(Beginning of EXTRACTED ENTRIES)
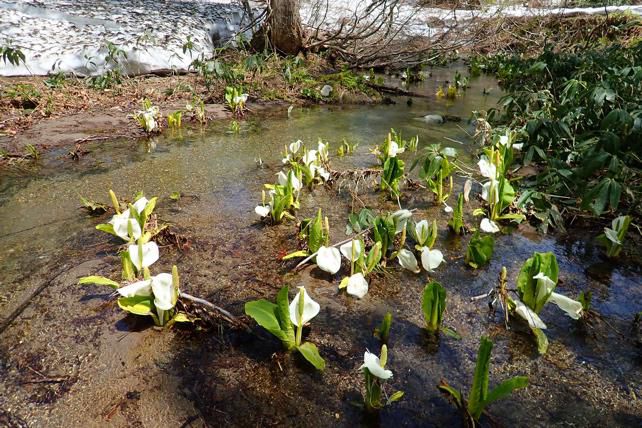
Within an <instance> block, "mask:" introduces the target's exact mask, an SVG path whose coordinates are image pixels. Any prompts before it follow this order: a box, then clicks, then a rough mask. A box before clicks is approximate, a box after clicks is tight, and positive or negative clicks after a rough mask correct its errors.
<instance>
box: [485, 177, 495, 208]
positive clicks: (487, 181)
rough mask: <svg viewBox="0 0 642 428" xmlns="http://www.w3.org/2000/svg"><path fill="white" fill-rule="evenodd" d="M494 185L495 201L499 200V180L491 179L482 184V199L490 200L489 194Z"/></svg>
mask: <svg viewBox="0 0 642 428" xmlns="http://www.w3.org/2000/svg"><path fill="white" fill-rule="evenodd" d="M491 187H493V189H494V190H495V191H494V192H493V193H494V194H495V195H494V196H495V198H494V199H495V203H498V202H499V192H498V191H497V180H495V179H491V180H490V181H487V182H486V183H484V184H482V199H483V200H485V201H486V202H489V201H488V194H489V193H490V189H491Z"/></svg>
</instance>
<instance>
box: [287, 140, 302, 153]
mask: <svg viewBox="0 0 642 428" xmlns="http://www.w3.org/2000/svg"><path fill="white" fill-rule="evenodd" d="M301 144H303V141H301V140H296V141H295V142H294V143H290V146H289V147H288V148H289V149H290V153H296V152H298V151H299V149H300V148H301Z"/></svg>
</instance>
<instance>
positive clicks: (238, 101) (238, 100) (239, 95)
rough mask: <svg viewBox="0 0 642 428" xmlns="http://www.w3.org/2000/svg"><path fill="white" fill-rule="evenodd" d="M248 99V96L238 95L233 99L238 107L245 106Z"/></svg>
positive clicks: (233, 101) (245, 95) (234, 101)
mask: <svg viewBox="0 0 642 428" xmlns="http://www.w3.org/2000/svg"><path fill="white" fill-rule="evenodd" d="M247 97H248V95H247V94H241V95H237V96H235V97H234V98H233V99H232V103H234V104H237V105H238V104H245V103H246V102H247Z"/></svg>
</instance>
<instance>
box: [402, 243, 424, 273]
mask: <svg viewBox="0 0 642 428" xmlns="http://www.w3.org/2000/svg"><path fill="white" fill-rule="evenodd" d="M397 259H398V260H399V264H400V265H401V267H403V268H404V269H408V270H409V271H411V272H414V273H419V272H420V271H421V269H419V266H418V265H417V258H416V257H415V254H414V253H413V252H412V251H410V250H407V249H405V248H402V249H401V250H399V253H397Z"/></svg>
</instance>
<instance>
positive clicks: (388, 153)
mask: <svg viewBox="0 0 642 428" xmlns="http://www.w3.org/2000/svg"><path fill="white" fill-rule="evenodd" d="M404 151H405V149H404V148H399V144H397V143H396V142H394V141H390V143H389V144H388V157H389V158H394V157H396V156H397V155H399V154H401V153H403V152H404Z"/></svg>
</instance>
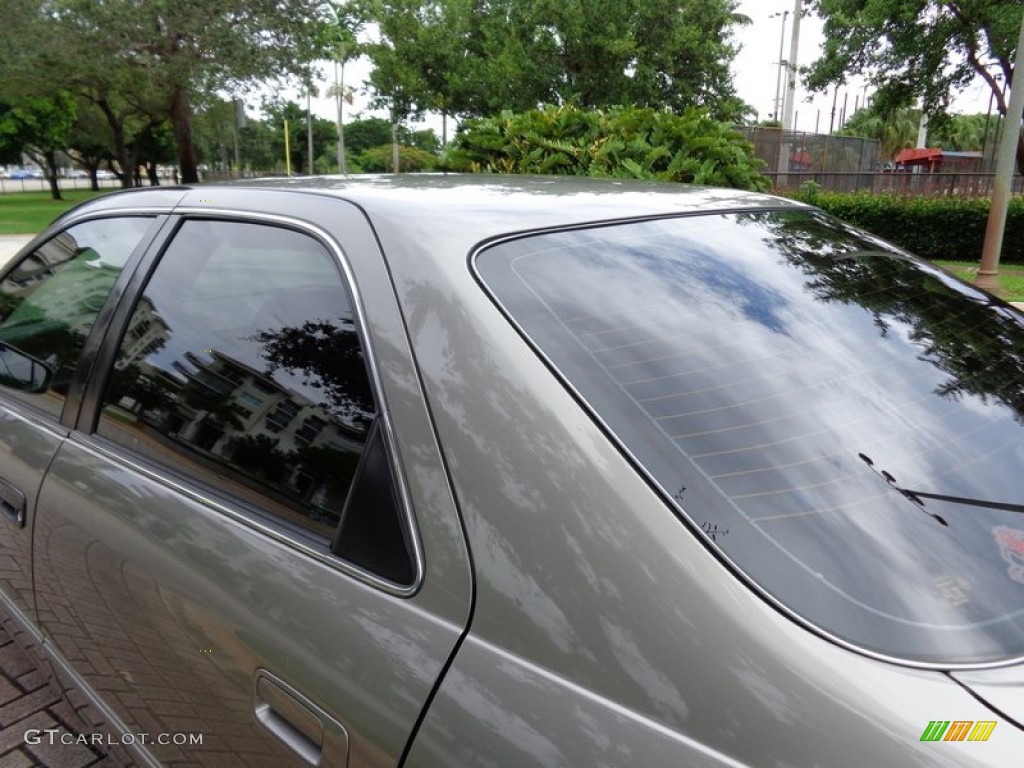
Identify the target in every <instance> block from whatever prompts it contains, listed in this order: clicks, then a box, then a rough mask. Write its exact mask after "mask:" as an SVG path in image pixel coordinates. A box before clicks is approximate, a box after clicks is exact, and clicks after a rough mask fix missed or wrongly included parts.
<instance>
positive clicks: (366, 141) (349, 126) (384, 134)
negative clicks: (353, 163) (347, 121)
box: [345, 118, 391, 155]
mask: <svg viewBox="0 0 1024 768" xmlns="http://www.w3.org/2000/svg"><path fill="white" fill-rule="evenodd" d="M390 141H391V124H390V123H388V121H386V120H384V118H366V119H364V120H355V121H353V122H351V123H349V124H348V125H346V126H345V146H346V148H347V150H348V151H349V152H351V153H352V154H353V155H358V154H359V153H362V152H366V151H367V150H370V148H372V147H374V146H382V145H384V144H387V143H390Z"/></svg>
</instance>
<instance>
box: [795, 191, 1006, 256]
(End of EXTRACTED ENTRIES)
Please rewrite the data above with every "rough mask" changed to "coarse mask" and everything else left the same. Leave the pictures out of your answer.

Within an <instance> block, "mask:" introduces the target's exact mask, an SVG path whose coordinates are image pixels. Any prompts before it follow this order: a box, then clicks, then a coarse mask. A box before clicks is approximate, a box after clicks is tight, and positive or negative clicks after a coarse mask correct its errors.
<instance>
box: [485, 177, 495, 208]
positive clicks: (487, 181)
coarse mask: <svg viewBox="0 0 642 428" xmlns="http://www.w3.org/2000/svg"><path fill="white" fill-rule="evenodd" d="M494 185L495 201L499 200V180L491 179L482 184V199L490 200L489 194Z"/></svg>
mask: <svg viewBox="0 0 642 428" xmlns="http://www.w3.org/2000/svg"><path fill="white" fill-rule="evenodd" d="M491 187H493V189H494V190H495V191H494V192H493V193H494V194H495V195H494V196H495V198H494V199H495V203H498V202H499V192H498V191H497V180H495V179H491V180H490V181H487V182H486V183H484V184H482V199H483V200H485V201H486V202H489V201H488V194H489V193H490V189H491Z"/></svg>
</instance>
<instance>
box: [287, 140, 302, 153]
mask: <svg viewBox="0 0 642 428" xmlns="http://www.w3.org/2000/svg"><path fill="white" fill-rule="evenodd" d="M301 144H303V141H301V140H296V141H295V142H294V143H290V146H289V147H288V148H289V149H290V153H296V152H298V151H299V149H300V148H301Z"/></svg>
</instance>
<instance>
positive clicks: (238, 101) (238, 100) (239, 95)
coarse mask: <svg viewBox="0 0 642 428" xmlns="http://www.w3.org/2000/svg"><path fill="white" fill-rule="evenodd" d="M248 99V96L238 95L233 99L238 107L245 106Z"/></svg>
positive clicks: (233, 101) (245, 95) (234, 101)
mask: <svg viewBox="0 0 642 428" xmlns="http://www.w3.org/2000/svg"><path fill="white" fill-rule="evenodd" d="M247 97H248V95H247V94H241V95H237V96H235V97H234V98H233V99H232V103H234V104H237V105H238V104H245V103H246V102H247Z"/></svg>
</instance>
<instance>
box: [402, 243, 424, 273]
mask: <svg viewBox="0 0 642 428" xmlns="http://www.w3.org/2000/svg"><path fill="white" fill-rule="evenodd" d="M397 259H398V260H399V264H400V265H401V267H403V268H404V269H408V270H409V271H411V272H414V273H419V272H420V271H421V269H419V266H418V265H417V258H416V257H415V254H414V253H413V252H412V251H410V250H407V249H405V248H402V249H401V250H399V253H397Z"/></svg>
</instance>
<instance>
positive clicks: (388, 153)
mask: <svg viewBox="0 0 642 428" xmlns="http://www.w3.org/2000/svg"><path fill="white" fill-rule="evenodd" d="M404 151H405V149H404V148H399V144H397V143H396V142H394V141H390V143H389V144H388V157H389V158H394V157H396V156H397V155H399V154H401V153H403V152H404Z"/></svg>
</instance>
Identify the target in every <instance> block from whatever prompts it contains, listed in this order: clicks, then a box, then a coarse mask. Write its exact mask after "mask:" as an SVG path in image pixel coordinates. A box before clicks is approximate, a box after clicks is exact, and clicks after a coarse mask fix missed or wrongly included parts.
<instance>
positive clicks: (366, 141) (349, 126) (384, 134)
negative clicks: (353, 163) (347, 121)
box: [345, 118, 391, 155]
mask: <svg viewBox="0 0 1024 768" xmlns="http://www.w3.org/2000/svg"><path fill="white" fill-rule="evenodd" d="M390 141H391V124H390V123H388V121H386V120H384V118H366V119H364V120H355V121H353V122H351V123H349V124H348V125H346V126H345V146H346V148H347V150H348V151H349V152H351V153H352V154H353V155H358V154H359V153H362V152H366V151H367V150H370V148H372V147H374V146H382V145H384V144H387V143H390Z"/></svg>
</instance>
<instance>
box: [795, 191, 1006, 256]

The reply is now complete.